Notavelmente, aqui há mais um exemplo de experiência em que o público vivencia algo distante daquele lugar acomodado em que está acostumado. Ainda assim, em Das tripas coração, após a visita ao “jardim do corpo”, todos puderam se acomodar para então apreciar o processo artístico desenvolvido com os dez bailarinos brasileiros que se juntaram à quatro chinesas e à duas italianas convidadas. O corpo, este que pode ter seus órgãos roubados a qualquer momento e ser encontrado largado em uma praia qualquer, é vigorosamente requisitado em sequências diversas que variam da técnica à sensação, construindo uma poética bastante densa e que encerra brilhantemente ao som de Jesus blood never felt me yet, interpretada em loop por Tom Waits junto a um mendigo norte-americano.

Estado Imediato, de Ana Catarina Vieira e Ângelo Madureira


Por fim, a partir de um questionamento sobre a condição física e psicológica do artista da dança, Ana Catarina Vieira e Ângelo Madureira já iniciam seu trabalho, junto a outros quatro bailarinos, arriando suas calças e, de costas para o público, interpretam com suas nádegas as diversas batidas marcantes dos tambores da trilha sonora. E isso, por si só, já é bastante significativo, visto que a tal brasilidade é muitas vezes associada à bunda e ao Carnaval. Em alguns outros momentos da obra, os bailarinos aparecem nus novamente com o intuito de questionar também o quanto esse corpo, treinado e codificado, é adestrado por quem trabalha profissionalmente com a dança, ainda que carregado de memória, de história e de tradição.

E por falar em tradição, a dupla de coreógrafos tem como marca de sua trajetória a resignificação do ballet clássico e das danças populares brasileiras, com destaque para o frevo. Eles buscam transformar em dança contemporânea um corpo marcado por diferentes raízes culturais. O pequeno guarda-chuva, negro, ou o tutu da bailarina e sua sapatilha de ponta, são apenas elementos cênicos que contribuem para a desconstrução proposta por Estado imediato.

▶ **Complete o seguinte**
a. Responda com base no texto sobre os espetáculos de dança:
(i) Quantos bailarinos brasileiros participaram do processo artístico de Das tripas coração?
(ii) Com que parte do corpo os bailarinos de Estado Imediato interpretam as batidas dos tambores no início da obra?
(iii) Qual dança popular brasileira recebe destaque na trajetória da dupla de coreógrafos?
b. Por favor, dê continuidade ao texto sobre os espetáculos de dança a partir da última frase.

▶ **Entradas para rotulagem de caixas delimitadoras**
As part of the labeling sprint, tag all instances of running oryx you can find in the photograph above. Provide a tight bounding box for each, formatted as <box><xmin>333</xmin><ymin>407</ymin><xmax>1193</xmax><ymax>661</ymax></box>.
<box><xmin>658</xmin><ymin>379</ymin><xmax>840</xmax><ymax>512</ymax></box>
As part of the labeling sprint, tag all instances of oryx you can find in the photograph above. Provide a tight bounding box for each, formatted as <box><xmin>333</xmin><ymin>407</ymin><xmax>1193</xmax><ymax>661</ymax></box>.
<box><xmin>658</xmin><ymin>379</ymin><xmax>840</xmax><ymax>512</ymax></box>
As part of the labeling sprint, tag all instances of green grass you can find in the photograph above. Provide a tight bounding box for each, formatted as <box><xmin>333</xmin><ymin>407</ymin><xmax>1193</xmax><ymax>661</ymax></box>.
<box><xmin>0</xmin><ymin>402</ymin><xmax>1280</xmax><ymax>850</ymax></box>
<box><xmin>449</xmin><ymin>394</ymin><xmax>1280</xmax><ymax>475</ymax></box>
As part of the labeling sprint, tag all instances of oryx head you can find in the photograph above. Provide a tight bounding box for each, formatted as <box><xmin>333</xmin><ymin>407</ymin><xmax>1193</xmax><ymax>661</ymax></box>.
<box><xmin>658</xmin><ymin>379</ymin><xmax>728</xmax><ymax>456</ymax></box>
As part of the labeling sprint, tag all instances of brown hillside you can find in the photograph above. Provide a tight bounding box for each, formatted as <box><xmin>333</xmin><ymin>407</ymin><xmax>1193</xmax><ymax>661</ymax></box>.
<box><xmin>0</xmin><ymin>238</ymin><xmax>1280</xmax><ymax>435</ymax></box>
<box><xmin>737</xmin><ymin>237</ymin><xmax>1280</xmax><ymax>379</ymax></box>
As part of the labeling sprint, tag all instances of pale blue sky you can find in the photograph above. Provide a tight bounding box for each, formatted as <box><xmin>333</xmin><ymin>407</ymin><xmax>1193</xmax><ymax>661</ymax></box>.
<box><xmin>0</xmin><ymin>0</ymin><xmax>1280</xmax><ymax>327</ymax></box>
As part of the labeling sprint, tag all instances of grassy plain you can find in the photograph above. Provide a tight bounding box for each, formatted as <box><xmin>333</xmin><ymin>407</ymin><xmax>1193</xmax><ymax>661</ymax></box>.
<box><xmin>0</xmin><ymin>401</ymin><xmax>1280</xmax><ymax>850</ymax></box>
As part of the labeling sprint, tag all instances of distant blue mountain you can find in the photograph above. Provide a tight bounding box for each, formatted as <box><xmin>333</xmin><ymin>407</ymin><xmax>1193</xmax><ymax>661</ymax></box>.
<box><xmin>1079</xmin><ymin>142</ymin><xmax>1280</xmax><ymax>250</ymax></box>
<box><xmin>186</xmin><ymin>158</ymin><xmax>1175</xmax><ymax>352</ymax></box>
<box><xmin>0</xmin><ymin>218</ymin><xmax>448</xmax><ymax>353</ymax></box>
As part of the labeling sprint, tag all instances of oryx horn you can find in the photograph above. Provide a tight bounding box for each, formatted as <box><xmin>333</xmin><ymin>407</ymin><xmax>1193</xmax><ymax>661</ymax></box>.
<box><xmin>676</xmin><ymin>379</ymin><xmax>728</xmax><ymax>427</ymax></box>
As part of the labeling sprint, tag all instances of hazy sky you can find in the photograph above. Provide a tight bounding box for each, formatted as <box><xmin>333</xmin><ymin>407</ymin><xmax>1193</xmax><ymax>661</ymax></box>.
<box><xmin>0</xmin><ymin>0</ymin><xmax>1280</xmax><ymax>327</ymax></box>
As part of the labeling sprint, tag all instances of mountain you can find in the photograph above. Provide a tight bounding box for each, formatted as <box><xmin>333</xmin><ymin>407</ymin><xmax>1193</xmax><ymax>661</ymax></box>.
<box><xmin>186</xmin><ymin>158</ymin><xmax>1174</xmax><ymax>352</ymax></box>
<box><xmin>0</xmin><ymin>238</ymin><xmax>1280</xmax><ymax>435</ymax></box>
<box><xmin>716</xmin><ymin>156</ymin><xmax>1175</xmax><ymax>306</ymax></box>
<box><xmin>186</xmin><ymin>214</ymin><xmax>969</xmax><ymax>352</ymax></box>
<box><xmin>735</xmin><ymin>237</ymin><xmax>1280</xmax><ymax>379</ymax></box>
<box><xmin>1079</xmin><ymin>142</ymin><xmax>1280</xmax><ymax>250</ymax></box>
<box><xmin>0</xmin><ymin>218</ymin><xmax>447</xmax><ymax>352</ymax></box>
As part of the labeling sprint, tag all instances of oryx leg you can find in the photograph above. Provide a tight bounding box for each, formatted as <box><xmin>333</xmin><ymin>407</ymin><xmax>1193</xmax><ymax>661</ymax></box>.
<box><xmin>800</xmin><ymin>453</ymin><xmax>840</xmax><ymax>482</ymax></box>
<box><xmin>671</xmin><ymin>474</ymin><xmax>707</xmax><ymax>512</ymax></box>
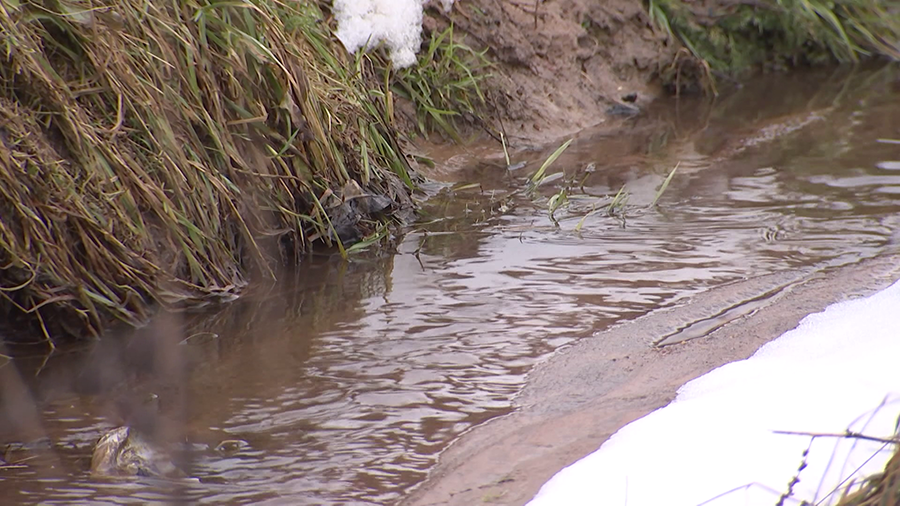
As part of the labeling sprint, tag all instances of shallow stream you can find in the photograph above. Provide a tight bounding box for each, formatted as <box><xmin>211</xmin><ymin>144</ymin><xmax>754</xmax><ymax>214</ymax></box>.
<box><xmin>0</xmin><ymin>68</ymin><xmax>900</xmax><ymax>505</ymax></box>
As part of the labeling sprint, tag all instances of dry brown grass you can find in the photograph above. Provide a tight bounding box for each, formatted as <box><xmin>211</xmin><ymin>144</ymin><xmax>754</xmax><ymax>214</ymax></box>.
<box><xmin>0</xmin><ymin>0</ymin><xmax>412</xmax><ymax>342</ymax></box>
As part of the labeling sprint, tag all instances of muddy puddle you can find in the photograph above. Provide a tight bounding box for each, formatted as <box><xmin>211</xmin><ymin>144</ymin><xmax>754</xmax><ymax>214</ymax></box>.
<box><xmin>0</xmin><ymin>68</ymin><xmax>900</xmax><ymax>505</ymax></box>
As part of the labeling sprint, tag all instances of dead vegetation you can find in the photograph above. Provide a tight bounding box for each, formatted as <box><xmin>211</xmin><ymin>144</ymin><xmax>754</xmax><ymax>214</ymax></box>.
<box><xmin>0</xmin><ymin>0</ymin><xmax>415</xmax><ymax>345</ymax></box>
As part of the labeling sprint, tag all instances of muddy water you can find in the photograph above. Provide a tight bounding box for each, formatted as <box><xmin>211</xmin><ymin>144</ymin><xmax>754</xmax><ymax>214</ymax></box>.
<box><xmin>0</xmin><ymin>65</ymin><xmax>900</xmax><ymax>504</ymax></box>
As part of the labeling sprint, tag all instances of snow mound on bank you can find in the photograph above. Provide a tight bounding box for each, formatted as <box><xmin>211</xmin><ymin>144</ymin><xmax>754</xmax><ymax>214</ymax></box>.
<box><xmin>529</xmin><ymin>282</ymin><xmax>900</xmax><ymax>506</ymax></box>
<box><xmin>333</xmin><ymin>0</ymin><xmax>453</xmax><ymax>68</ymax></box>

---

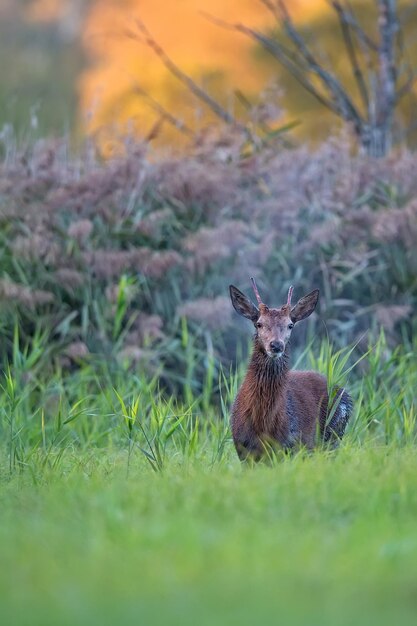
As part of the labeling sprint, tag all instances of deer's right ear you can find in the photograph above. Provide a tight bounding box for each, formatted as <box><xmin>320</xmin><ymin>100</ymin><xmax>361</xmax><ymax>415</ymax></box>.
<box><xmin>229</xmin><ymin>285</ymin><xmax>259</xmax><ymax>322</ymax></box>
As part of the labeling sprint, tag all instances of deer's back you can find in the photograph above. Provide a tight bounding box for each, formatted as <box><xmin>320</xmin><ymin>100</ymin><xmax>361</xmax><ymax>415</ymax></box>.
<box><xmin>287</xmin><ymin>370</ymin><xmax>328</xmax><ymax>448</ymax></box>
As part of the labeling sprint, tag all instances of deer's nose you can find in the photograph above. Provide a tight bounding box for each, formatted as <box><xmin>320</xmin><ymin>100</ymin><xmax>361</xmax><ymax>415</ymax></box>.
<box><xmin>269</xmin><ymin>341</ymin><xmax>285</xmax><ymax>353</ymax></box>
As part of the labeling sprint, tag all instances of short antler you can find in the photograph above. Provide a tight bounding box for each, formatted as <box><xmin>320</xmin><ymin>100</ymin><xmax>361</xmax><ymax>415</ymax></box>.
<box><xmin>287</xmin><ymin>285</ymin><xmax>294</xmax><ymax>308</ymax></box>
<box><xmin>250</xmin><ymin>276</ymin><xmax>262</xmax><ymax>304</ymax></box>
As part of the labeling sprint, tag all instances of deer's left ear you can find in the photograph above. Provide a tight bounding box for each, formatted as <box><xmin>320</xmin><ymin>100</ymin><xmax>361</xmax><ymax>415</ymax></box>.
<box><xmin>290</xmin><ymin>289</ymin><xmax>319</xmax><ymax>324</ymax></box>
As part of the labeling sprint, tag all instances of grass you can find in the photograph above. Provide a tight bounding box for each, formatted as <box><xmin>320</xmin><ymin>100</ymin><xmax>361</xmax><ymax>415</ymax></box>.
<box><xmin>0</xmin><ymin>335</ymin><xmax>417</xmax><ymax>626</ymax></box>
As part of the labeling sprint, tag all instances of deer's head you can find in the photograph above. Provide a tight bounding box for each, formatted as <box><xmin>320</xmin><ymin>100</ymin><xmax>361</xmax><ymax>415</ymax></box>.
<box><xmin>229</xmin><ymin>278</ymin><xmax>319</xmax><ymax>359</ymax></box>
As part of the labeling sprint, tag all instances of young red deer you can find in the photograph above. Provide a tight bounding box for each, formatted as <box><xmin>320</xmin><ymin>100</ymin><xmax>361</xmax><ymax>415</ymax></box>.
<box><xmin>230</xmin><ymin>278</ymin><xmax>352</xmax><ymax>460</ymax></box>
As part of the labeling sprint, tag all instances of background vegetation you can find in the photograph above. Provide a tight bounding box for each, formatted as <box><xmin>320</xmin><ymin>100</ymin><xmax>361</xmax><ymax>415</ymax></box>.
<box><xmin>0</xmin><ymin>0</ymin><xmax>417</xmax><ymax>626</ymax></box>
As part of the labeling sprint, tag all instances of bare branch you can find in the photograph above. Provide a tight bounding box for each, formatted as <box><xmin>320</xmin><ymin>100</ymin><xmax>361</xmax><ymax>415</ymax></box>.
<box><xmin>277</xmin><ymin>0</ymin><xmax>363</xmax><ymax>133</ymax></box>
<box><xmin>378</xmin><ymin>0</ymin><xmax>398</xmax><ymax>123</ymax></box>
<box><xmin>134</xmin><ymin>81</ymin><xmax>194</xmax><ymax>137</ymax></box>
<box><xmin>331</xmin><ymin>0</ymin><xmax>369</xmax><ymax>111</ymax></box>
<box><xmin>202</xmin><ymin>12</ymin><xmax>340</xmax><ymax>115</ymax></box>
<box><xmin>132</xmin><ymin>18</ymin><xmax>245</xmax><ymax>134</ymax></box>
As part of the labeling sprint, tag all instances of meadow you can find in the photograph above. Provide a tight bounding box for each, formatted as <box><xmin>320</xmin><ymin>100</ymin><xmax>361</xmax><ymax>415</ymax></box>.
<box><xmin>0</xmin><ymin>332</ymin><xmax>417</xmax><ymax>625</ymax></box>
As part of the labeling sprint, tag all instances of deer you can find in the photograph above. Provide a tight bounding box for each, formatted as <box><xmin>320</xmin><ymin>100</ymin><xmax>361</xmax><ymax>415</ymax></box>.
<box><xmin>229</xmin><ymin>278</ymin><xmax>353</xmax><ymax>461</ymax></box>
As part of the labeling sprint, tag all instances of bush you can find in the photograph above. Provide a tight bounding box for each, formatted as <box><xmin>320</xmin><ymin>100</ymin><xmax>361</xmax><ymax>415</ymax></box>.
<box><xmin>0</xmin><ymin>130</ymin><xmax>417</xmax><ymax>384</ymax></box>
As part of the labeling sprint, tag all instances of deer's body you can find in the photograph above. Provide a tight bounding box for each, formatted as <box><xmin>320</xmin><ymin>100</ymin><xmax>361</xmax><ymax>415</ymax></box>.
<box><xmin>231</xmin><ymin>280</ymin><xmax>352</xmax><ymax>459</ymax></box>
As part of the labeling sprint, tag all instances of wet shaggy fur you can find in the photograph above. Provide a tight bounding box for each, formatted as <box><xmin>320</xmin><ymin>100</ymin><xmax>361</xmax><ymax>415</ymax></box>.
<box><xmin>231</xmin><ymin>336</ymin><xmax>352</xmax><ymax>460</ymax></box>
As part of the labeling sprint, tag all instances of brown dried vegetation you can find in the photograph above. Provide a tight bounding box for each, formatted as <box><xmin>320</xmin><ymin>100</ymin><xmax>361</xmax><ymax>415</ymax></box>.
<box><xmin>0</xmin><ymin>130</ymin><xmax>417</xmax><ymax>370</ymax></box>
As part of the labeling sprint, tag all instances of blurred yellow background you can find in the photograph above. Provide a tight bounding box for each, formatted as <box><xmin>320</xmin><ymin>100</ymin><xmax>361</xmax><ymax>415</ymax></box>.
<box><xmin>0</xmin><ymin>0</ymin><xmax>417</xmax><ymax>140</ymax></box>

▶ **Lista de respostas**
a.
(i) Dez.
(ii) Com as nádegas.
(iii) O frevo.

b.
A partir dessas e outras obras, é possível notar que tudo aquilo que está no cotidiano, tem se transformado em arte, proporcionando outra relação com o que se apresenta. E com isso, o público se vê diante de uma proposição diferente, sendo requisitada uma participação distinta daquela que está acostumado. Na medida em que a dança contemporânea vem “artificando” o corpo que anteriormente não subia ao palco, transformando assuntos e temas do cotidiano em obas, abrindo espaços para locais que antes não eram da dança e ainda, muitas vezes, apresentando processos e não espetáculos como, em teoria, o público espera, algumas questões se apresentam:

Quem assiste a dança contemporânea hoje? Quem sabe onde está ou sabe o que é? Onde circula essa informação? Talvez seja apenas entre seus próprios pares, que buscam as informações sobre aquilo a que fazem parte. Entretanto, há artistas cada vez mais conscientes do papel que possuem neste ambiente, como nos exemplos citados, proporcionando as mais variadas experiências ao público e que, talvez, possam estar se habituando a essa tal dança contemporânea. Neste caso, a essa dança desnuda.